*** Begin section ***

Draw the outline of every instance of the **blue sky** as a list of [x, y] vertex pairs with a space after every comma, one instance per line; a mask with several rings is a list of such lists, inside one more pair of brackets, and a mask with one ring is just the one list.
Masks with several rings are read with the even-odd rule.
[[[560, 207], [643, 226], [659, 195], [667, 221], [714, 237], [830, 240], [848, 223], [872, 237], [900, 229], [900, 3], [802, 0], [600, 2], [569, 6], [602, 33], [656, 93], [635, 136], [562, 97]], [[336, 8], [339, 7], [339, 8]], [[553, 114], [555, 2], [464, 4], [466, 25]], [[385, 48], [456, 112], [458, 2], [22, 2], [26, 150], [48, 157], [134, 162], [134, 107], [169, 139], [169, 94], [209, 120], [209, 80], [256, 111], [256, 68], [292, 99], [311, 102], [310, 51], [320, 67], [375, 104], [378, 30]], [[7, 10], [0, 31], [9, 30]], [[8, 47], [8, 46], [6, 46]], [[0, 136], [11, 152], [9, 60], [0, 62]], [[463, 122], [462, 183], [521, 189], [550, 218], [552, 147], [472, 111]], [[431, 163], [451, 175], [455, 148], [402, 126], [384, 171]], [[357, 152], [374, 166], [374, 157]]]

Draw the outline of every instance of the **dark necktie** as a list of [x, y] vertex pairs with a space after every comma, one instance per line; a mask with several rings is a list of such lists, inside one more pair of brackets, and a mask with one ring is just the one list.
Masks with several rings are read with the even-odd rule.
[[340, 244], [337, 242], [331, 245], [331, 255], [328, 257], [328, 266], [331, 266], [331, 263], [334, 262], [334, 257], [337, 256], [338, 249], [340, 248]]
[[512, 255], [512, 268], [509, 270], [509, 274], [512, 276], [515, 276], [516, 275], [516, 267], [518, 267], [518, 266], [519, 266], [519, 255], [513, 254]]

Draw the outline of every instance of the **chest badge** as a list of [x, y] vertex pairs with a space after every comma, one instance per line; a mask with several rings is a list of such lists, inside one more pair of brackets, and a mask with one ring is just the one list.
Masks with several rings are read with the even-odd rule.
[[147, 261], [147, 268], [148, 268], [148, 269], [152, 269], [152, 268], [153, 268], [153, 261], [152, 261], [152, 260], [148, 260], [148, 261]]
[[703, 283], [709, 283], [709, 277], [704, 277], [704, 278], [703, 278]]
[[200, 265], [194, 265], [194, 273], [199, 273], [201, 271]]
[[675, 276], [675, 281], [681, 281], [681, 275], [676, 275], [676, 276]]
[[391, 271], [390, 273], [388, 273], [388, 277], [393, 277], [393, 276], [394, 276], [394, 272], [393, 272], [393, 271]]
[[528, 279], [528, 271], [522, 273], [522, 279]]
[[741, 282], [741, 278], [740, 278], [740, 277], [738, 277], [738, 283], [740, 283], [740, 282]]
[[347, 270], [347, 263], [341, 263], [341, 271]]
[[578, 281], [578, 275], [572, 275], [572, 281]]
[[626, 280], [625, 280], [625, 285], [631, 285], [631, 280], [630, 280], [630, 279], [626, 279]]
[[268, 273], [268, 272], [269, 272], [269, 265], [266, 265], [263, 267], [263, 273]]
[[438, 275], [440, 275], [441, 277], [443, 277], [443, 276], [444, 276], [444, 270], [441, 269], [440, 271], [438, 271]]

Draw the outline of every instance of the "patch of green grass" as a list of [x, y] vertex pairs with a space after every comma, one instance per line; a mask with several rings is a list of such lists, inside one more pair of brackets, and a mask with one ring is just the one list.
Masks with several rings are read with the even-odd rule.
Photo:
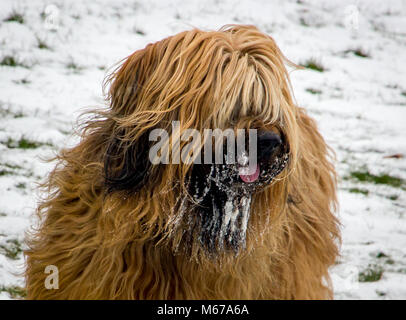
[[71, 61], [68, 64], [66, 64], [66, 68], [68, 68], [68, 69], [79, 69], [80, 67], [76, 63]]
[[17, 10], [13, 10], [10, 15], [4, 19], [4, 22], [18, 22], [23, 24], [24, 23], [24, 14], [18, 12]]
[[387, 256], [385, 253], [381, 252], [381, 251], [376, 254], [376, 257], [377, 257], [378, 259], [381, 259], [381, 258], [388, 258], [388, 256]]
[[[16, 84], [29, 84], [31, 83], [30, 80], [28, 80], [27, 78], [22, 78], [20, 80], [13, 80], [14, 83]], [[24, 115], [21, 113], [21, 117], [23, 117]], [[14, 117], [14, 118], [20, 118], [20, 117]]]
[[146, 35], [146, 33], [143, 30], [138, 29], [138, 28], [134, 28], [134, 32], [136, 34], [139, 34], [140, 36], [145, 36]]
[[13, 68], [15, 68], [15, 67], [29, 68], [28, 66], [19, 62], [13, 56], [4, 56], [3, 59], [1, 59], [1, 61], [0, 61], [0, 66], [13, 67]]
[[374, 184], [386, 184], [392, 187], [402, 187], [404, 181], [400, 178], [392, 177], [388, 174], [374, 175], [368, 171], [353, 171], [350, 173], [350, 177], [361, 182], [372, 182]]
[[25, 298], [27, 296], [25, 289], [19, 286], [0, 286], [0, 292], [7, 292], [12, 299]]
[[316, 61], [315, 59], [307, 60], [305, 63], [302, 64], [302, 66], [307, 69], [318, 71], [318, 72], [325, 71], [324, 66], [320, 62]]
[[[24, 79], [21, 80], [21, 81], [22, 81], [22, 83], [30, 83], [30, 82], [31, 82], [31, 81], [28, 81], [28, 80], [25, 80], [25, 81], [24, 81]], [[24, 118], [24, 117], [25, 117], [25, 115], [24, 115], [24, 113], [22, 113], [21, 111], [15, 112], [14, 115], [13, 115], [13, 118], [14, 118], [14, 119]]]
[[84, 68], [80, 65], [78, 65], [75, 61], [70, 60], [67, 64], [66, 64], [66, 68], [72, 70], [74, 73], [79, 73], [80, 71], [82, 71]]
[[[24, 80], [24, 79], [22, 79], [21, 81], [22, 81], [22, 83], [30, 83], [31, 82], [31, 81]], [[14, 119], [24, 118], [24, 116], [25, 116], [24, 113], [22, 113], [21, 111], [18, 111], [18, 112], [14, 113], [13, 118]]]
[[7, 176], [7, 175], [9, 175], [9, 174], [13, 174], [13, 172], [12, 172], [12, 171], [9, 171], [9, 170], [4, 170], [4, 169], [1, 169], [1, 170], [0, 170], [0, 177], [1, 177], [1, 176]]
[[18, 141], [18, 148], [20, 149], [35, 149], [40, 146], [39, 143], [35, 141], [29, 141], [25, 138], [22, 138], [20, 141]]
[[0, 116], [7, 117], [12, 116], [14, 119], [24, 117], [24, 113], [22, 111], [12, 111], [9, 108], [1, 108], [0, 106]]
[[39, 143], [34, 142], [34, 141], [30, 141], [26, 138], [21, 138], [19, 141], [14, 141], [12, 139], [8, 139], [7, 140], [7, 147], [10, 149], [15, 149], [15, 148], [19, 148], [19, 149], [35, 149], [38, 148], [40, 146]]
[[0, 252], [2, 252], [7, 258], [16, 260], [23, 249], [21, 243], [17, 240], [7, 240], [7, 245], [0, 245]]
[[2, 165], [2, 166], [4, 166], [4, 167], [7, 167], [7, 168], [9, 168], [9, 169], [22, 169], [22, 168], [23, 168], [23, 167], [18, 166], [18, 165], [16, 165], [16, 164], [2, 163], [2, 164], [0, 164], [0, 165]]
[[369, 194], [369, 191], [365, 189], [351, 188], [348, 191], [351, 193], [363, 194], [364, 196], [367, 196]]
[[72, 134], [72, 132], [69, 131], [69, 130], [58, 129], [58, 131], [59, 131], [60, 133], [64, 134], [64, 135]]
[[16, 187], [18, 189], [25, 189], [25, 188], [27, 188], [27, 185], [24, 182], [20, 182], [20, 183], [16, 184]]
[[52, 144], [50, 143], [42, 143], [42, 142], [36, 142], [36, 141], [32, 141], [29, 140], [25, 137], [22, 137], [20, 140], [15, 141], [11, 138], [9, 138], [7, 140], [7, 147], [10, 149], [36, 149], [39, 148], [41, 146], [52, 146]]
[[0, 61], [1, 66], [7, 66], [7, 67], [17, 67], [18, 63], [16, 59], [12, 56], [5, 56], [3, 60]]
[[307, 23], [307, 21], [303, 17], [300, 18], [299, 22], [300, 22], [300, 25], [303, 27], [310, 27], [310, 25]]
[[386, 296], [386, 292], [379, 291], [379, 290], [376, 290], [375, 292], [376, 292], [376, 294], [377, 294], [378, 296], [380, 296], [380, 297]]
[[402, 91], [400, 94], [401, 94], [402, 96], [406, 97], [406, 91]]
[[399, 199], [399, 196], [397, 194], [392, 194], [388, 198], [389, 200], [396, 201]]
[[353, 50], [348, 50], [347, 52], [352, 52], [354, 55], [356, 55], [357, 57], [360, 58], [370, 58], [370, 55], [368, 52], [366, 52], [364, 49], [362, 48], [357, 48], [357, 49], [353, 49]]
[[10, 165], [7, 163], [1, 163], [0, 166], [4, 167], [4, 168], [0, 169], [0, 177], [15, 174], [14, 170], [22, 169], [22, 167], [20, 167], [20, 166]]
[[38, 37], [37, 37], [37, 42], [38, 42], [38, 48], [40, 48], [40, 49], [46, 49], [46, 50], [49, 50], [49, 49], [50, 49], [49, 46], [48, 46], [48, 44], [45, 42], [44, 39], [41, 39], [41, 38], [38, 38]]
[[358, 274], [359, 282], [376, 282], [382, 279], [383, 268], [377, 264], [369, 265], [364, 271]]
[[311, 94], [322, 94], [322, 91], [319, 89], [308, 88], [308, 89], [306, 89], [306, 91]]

*** End section ***

DESCRIPTION OF THE TASK: From the very first line of the records down to the line with "Draw the outline of every instance of the **dark", please write out each line exactly, including both ends and no other lines.

ANSWER TO THE PROBLEM:
Draw the outline of every instance of the **blue sky** as a list of [x, y] vertex pairs with a space after every comma, one instance per line; a mask with several rings is a list of such lists, inside one more pair of brackets, and a mask with one ring is just the one list.
Masks with several rings are read with the even-odd rule.
[[[560, 207], [643, 226], [659, 195], [667, 221], [714, 237], [830, 240], [848, 223], [872, 237], [900, 229], [900, 3], [802, 0], [600, 2], [569, 6], [602, 33], [656, 93], [635, 136], [562, 97]], [[336, 8], [339, 7], [339, 8]], [[553, 114], [555, 2], [464, 4], [466, 25]], [[385, 48], [456, 112], [458, 2], [22, 2], [26, 150], [48, 157], [134, 162], [134, 107], [169, 139], [169, 94], [209, 120], [209, 80], [256, 111], [256, 68], [292, 99], [311, 102], [310, 51], [320, 67], [375, 104], [378, 30]], [[7, 10], [0, 31], [9, 30]], [[8, 47], [8, 46], [6, 46]], [[0, 136], [11, 152], [9, 60], [0, 62]], [[463, 122], [462, 183], [521, 189], [550, 218], [552, 147], [472, 111]], [[431, 163], [451, 175], [455, 148], [402, 126], [384, 171]], [[357, 152], [374, 166], [374, 157]]]

Draw the outline of every instance of the **dark necktie** as a list of [x, y] vertex pairs with a space after every comma, one instance per line; a mask with several rings is a list of such lists, inside one more pair of brackets, and a mask with one ring is just the one list.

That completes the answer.